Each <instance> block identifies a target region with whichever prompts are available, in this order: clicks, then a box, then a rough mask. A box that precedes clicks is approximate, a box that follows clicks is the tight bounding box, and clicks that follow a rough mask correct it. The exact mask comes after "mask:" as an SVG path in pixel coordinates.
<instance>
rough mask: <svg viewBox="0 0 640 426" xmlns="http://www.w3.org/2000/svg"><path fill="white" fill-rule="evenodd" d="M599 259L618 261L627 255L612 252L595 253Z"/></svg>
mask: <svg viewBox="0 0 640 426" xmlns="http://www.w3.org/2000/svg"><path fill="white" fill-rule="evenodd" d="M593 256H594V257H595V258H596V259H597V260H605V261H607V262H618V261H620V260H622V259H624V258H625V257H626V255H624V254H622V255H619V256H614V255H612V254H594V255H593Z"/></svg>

* * *

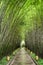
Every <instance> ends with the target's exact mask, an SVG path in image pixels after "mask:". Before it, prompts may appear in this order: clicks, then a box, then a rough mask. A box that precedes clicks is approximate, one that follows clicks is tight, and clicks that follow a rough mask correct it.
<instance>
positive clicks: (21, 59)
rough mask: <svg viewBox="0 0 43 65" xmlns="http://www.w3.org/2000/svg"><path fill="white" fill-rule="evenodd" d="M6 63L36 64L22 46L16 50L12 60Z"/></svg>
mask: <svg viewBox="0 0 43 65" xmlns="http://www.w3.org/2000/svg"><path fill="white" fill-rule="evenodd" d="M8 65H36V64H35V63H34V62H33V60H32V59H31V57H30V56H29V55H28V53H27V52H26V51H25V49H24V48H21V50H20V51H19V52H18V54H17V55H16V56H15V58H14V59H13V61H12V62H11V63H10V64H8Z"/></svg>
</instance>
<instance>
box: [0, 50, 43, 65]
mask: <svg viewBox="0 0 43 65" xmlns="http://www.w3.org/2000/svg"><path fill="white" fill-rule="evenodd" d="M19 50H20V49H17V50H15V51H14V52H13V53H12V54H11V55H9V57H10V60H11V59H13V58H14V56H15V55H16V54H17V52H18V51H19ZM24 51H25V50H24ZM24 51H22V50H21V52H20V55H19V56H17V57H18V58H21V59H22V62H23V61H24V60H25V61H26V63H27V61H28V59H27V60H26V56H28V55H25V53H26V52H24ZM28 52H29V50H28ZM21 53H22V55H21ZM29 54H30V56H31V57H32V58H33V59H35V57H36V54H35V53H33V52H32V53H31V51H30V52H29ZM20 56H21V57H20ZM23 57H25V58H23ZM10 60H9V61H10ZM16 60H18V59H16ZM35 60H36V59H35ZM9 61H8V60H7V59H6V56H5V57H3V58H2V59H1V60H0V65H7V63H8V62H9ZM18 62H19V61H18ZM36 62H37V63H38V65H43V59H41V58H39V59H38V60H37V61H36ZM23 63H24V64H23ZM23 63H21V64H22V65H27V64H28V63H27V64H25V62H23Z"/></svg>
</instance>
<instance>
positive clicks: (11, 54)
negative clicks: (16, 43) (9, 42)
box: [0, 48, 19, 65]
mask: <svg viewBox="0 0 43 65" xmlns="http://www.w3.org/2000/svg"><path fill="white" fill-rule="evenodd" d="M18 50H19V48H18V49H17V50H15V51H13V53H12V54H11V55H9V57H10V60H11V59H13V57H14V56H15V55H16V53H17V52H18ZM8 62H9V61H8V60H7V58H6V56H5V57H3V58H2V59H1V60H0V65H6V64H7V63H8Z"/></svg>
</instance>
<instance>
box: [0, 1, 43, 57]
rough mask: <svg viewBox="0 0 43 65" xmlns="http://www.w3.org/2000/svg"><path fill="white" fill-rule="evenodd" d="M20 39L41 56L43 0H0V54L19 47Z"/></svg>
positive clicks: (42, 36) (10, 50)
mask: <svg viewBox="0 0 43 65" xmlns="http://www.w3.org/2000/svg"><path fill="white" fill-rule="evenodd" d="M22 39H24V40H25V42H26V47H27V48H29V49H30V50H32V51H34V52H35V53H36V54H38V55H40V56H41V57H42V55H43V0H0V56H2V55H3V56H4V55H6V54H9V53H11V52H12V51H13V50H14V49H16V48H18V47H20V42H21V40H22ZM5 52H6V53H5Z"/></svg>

* * *

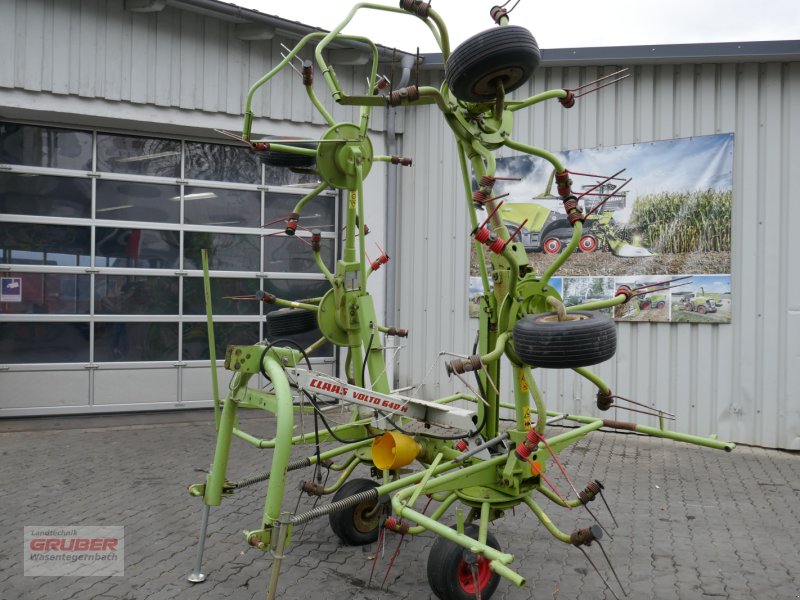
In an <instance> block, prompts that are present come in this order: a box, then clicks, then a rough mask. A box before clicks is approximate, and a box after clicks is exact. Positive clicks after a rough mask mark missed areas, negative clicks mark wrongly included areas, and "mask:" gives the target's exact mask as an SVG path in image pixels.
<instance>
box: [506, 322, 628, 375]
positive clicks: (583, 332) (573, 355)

* * *

_ASSIGNMENT_. Copy the stretch from the line containing "In an <instance>" through the line containing "positive clicks: (583, 332) (573, 355)" character for character, with both of those lines included.

_ANSWER FOR THIS EXERCISE_.
In an <instance> block, prompts that are present come in this order: a box, then clicks, then a rough mask. A box before clicks is approximate, and a box after clicks is exact. Positive clicks after a rough mask mark missed areas, negative clicks mark wrongly included areas, and "mask:" gives the target's exact mask as an SVG path in image pixels.
<instance>
box: [506, 322, 628, 375]
positive clicks: (583, 332) (573, 355)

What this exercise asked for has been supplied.